What you need to do - Copy the listing below, swapping every "example of the layout" for "sample of the layout" and changing nothing else. Leave the pictures out of your copy.

Input for this task -

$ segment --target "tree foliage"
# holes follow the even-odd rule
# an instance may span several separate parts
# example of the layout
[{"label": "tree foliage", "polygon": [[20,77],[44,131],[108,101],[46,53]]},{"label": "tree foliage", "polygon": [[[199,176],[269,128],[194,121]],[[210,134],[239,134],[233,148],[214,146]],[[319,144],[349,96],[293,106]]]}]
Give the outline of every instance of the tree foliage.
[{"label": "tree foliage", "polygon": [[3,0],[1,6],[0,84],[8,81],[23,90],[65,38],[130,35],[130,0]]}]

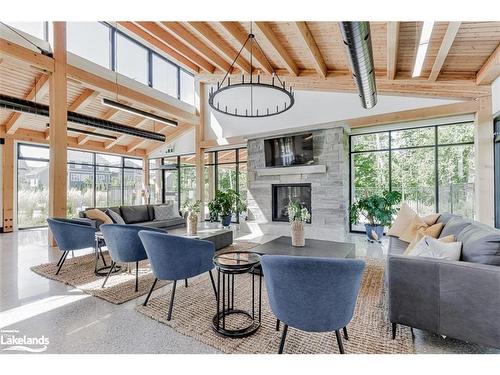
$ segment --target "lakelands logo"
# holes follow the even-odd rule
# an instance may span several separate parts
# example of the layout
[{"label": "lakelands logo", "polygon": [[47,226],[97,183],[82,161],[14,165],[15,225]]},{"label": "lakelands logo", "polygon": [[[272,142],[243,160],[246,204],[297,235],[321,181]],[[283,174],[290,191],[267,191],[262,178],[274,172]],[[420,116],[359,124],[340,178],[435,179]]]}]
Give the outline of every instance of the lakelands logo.
[{"label": "lakelands logo", "polygon": [[2,351],[20,351],[42,353],[47,350],[49,338],[44,335],[30,337],[21,335],[17,329],[0,330],[0,348]]}]

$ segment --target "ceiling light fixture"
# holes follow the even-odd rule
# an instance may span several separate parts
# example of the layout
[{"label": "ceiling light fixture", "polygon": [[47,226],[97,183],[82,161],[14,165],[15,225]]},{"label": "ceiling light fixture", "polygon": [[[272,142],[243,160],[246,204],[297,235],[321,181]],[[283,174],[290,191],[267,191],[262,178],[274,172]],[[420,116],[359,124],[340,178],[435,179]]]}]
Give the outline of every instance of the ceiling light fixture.
[{"label": "ceiling light fixture", "polygon": [[155,115],[153,113],[143,111],[141,109],[130,107],[126,104],[115,102],[115,101],[110,100],[110,99],[103,98],[101,103],[102,103],[102,105],[105,105],[107,107],[115,108],[115,109],[118,109],[120,111],[128,112],[128,113],[131,113],[133,115],[141,116],[141,117],[144,117],[144,118],[156,121],[156,122],[161,122],[162,124],[165,124],[165,125],[169,125],[169,126],[177,126],[178,125],[177,121],[170,120],[168,118],[161,117],[161,116]]},{"label": "ceiling light fixture", "polygon": [[413,65],[412,77],[419,77],[422,73],[422,67],[424,66],[425,55],[427,54],[427,47],[429,47],[433,28],[434,21],[424,21],[422,31],[420,32],[420,41],[418,42],[417,56],[415,58],[415,64]]}]

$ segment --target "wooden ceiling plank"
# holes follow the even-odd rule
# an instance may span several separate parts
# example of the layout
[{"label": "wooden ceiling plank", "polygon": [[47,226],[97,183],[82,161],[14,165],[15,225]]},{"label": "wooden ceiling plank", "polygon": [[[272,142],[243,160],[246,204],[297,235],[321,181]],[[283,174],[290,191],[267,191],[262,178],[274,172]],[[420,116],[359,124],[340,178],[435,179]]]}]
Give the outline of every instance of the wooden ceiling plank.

Exercise solution -
$ segment --target "tree foliage"
# holes follow the even-odd rule
# an instance may span several separate parts
# sample of the layout
[{"label": "tree foliage", "polygon": [[20,77],[44,131],[108,101],[46,53]]},{"label": "tree foliage", "polygon": [[[199,176],[269,128],[194,121]],[[210,134],[239,134],[233,148],[214,146]],[[319,144],[349,96],[293,106]]]}]
Give the outline of every instance of the tree foliage.
[{"label": "tree foliage", "polygon": [[3,0],[1,6],[0,84],[8,81],[23,90],[65,38],[130,35],[130,0]]}]

$ segment --target "lakelands logo"
# holes follow the even-odd rule
# an instance may span several separate parts
# sample of the layout
[{"label": "lakelands logo", "polygon": [[47,226],[97,183],[82,161],[14,165],[15,225]]},{"label": "lakelands logo", "polygon": [[[272,142],[243,160],[246,204],[297,235],[321,181]],[[283,174],[290,191],[267,191],[262,178],[274,172]],[[420,116],[359,124],[340,178],[435,179]]]}]
Give the outline of every instance of the lakelands logo.
[{"label": "lakelands logo", "polygon": [[2,351],[20,351],[42,353],[47,350],[49,338],[44,335],[30,337],[21,335],[17,329],[0,330],[0,348]]}]

$ segment --target "ceiling light fixture"
# holes follow the even-odd rule
# an instance may span several separate parts
# sample of the layout
[{"label": "ceiling light fixture", "polygon": [[47,226],[97,183],[82,161],[14,165],[15,225]]},{"label": "ceiling light fixture", "polygon": [[[272,142],[243,160],[246,204],[297,235],[321,181]],[[283,174],[290,191],[267,191],[262,178],[274,172]],[[420,116],[359,124],[340,178],[435,179]]]}]
Give the outline of every instance of the ceiling light fixture.
[{"label": "ceiling light fixture", "polygon": [[155,115],[153,113],[143,111],[141,109],[130,107],[126,104],[115,102],[115,101],[110,100],[110,99],[103,98],[101,103],[102,103],[102,105],[105,105],[107,107],[115,108],[115,109],[118,109],[120,111],[128,112],[128,113],[131,113],[133,115],[141,116],[141,117],[144,117],[144,118],[156,121],[156,122],[161,122],[162,124],[165,124],[165,125],[169,125],[169,126],[177,126],[178,125],[177,121],[170,120],[168,118],[161,117],[161,116]]},{"label": "ceiling light fixture", "polygon": [[413,65],[412,77],[419,77],[422,73],[422,67],[424,66],[425,55],[427,54],[427,47],[429,47],[433,28],[434,21],[424,21],[422,31],[420,32],[420,41],[418,42],[417,56],[415,58],[415,64]]}]

$ segment --target "wooden ceiling plank"
# holes follow the even-odd rule
# an instance may span several separate parts
# sample of the layout
[{"label": "wooden ceiling plank", "polygon": [[47,226],[97,183],[82,161],[14,165],[15,225]]},{"label": "wooden ceiling plank", "polygon": [[[272,142],[243,160],[246,204],[297,235],[321,181]],[[283,174],[290,191],[267,191],[262,178],[274,172]],[[420,116],[359,124],[340,178],[435,179]]]}]
Give the outline of every instance of the wooden ceiling plank.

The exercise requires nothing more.